= Material shown =

^^^^

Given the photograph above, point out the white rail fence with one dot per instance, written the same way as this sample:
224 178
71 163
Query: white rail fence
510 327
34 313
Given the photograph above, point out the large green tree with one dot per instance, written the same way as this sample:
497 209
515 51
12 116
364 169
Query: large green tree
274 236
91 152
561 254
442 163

^^^^

Only the lines from the one containing "Given the photograph above, point out the large" through the end of the material should be reproduced, exactly, with both ends included.

Given the photograph above, point out the large green tree with one dot per instance, written the same way as this sample:
497 209
515 51
12 116
364 169
Query: large green tree
274 236
91 152
561 254
442 163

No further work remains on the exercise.